PROBLEM DETAILS - Print the lines of the data, starting with the first, up to and including the line where "box: [529, 494, 819, 563]" appears.

(Items from a data source)
▬▬▬▬▬▬

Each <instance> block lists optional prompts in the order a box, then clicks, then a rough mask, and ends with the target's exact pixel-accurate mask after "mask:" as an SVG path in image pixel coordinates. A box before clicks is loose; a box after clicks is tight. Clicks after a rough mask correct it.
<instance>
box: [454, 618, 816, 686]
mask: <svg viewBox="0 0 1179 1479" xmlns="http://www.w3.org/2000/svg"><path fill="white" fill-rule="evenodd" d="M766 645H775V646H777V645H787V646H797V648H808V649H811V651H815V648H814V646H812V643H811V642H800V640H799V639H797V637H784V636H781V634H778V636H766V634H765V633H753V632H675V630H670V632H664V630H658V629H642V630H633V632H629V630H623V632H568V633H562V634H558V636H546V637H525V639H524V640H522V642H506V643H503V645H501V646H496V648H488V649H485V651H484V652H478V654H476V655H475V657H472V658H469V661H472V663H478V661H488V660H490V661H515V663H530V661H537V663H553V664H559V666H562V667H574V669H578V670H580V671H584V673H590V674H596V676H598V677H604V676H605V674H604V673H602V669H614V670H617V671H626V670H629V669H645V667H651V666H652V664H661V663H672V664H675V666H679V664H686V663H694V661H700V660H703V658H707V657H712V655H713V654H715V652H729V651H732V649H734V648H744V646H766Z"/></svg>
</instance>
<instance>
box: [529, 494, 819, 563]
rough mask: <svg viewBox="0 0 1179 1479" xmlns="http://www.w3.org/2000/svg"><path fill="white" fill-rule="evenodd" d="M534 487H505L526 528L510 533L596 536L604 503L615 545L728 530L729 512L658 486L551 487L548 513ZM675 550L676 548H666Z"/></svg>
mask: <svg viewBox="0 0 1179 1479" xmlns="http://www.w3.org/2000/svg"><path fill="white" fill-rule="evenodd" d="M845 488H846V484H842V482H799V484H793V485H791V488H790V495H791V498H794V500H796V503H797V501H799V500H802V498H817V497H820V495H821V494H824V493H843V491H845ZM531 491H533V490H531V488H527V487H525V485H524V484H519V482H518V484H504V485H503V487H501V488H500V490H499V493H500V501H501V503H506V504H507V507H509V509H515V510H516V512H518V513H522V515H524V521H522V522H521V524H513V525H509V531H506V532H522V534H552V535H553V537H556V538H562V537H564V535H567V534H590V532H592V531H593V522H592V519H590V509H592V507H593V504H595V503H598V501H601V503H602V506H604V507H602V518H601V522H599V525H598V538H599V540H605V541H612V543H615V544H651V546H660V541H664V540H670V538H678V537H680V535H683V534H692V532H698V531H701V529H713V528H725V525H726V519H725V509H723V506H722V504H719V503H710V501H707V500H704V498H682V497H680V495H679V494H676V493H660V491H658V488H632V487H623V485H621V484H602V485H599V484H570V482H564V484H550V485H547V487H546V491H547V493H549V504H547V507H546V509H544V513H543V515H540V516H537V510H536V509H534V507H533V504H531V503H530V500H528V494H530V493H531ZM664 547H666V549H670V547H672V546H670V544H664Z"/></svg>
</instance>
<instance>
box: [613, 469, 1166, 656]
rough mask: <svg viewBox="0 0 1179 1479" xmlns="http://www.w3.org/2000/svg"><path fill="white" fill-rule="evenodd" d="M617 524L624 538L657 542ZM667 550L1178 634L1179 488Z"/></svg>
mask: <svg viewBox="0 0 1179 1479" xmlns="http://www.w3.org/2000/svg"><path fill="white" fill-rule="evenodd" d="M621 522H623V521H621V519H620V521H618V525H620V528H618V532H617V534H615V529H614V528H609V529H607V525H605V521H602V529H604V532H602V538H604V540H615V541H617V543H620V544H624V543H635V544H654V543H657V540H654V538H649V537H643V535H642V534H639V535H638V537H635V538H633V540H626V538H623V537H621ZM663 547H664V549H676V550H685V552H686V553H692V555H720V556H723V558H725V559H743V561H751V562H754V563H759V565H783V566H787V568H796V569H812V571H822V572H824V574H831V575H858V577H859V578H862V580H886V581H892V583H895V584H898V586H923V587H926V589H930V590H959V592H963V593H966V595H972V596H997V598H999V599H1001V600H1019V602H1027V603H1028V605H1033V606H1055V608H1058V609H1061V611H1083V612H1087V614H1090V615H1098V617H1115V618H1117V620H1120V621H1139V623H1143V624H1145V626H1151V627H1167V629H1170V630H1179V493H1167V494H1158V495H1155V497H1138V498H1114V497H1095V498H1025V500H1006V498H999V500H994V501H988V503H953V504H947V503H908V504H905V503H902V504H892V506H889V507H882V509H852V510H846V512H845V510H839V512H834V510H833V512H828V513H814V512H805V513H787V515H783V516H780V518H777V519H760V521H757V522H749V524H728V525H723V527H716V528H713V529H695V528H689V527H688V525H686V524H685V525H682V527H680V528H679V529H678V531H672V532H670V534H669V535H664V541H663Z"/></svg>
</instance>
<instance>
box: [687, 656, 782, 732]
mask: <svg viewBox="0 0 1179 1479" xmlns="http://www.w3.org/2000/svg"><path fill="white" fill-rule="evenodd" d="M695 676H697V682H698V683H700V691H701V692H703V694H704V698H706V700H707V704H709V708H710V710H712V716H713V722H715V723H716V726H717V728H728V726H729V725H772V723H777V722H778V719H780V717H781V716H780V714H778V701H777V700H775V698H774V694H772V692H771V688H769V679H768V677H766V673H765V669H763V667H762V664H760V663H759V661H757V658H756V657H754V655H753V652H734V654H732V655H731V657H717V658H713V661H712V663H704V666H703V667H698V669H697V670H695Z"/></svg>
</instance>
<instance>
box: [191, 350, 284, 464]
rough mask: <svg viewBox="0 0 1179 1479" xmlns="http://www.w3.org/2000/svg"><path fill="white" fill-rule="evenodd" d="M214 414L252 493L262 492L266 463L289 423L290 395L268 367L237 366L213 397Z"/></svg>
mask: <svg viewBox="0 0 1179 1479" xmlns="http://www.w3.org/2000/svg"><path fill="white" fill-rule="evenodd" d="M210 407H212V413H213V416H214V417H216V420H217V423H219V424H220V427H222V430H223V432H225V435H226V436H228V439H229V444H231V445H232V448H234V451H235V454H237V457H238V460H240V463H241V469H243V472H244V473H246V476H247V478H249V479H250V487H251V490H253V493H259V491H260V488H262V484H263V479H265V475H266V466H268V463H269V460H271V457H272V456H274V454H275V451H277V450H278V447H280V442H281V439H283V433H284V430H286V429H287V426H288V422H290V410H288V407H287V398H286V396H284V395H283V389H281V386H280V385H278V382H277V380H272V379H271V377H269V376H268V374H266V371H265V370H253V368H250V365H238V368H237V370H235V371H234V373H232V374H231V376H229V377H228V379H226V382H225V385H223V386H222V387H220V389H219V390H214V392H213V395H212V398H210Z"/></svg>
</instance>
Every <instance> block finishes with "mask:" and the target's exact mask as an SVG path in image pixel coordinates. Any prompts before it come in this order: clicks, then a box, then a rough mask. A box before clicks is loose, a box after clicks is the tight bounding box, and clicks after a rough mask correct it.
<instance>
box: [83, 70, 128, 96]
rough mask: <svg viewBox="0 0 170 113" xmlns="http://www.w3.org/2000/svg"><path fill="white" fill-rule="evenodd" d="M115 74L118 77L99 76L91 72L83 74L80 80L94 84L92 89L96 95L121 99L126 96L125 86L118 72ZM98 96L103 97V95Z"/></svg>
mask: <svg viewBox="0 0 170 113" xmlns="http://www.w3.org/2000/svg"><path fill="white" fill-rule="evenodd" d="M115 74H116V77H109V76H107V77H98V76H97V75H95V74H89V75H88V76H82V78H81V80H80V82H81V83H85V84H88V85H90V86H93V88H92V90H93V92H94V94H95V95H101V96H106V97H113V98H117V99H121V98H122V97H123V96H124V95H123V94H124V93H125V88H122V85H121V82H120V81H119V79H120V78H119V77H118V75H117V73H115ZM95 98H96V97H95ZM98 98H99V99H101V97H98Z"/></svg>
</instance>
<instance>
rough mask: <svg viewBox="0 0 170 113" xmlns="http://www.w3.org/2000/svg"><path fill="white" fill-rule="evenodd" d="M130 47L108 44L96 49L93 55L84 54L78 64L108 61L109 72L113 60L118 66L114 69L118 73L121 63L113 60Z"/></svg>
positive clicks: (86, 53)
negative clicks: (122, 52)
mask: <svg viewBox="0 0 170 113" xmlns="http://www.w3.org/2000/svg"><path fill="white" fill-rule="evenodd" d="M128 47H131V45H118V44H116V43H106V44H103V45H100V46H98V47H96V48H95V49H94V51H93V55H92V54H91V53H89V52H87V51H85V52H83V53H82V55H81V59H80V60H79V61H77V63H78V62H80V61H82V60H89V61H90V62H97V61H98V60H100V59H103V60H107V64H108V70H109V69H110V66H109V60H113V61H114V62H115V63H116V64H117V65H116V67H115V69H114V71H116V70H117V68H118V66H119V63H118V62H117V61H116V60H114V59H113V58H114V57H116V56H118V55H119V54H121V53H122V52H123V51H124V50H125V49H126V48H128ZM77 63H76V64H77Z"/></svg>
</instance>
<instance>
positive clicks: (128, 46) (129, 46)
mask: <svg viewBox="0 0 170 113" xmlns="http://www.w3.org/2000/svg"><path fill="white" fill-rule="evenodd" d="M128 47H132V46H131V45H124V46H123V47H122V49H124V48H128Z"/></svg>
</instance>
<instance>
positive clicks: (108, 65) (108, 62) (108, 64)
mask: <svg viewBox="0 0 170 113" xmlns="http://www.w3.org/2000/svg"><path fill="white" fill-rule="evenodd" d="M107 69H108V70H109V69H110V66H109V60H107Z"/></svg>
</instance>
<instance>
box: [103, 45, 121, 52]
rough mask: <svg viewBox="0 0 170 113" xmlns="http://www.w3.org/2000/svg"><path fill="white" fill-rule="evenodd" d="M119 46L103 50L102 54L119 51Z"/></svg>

▬▬▬▬▬▬

TASK RESULT -
Each <instance> block lists optional prompts in the order a box, then clicks, then a rough mask, and ends with the target's exact pixel-accurate mask after "mask:" as an SVG path in image pixel coordinates. A box before clicks is loose; a box after clicks is tight. Clicks after a rough mask correct it.
<instance>
box: [454, 618, 816, 686]
mask: <svg viewBox="0 0 1179 1479" xmlns="http://www.w3.org/2000/svg"><path fill="white" fill-rule="evenodd" d="M766 645H775V646H777V645H787V646H797V648H808V649H811V651H815V648H814V646H812V643H811V642H800V640H799V639H797V637H784V636H781V634H778V636H766V634H765V633H753V632H675V630H670V632H664V630H658V629H642V630H633V632H629V630H623V632H568V633H562V634H558V636H546V637H525V639H524V640H522V642H506V643H503V645H501V646H496V648H488V649H485V651H484V652H478V654H476V655H475V657H472V658H469V661H472V663H478V661H488V660H490V661H515V663H530V661H537V663H553V664H559V666H562V667H574V669H578V670H580V671H584V673H590V674H596V676H598V677H604V676H605V674H604V673H602V669H614V670H617V671H626V670H629V669H645V667H651V666H652V664H661V663H672V664H675V666H679V664H686V663H694V661H700V660H703V658H707V657H712V655H713V654H715V652H729V651H732V649H734V648H744V646H766Z"/></svg>
</instance>
<instance>
box: [529, 494, 819, 563]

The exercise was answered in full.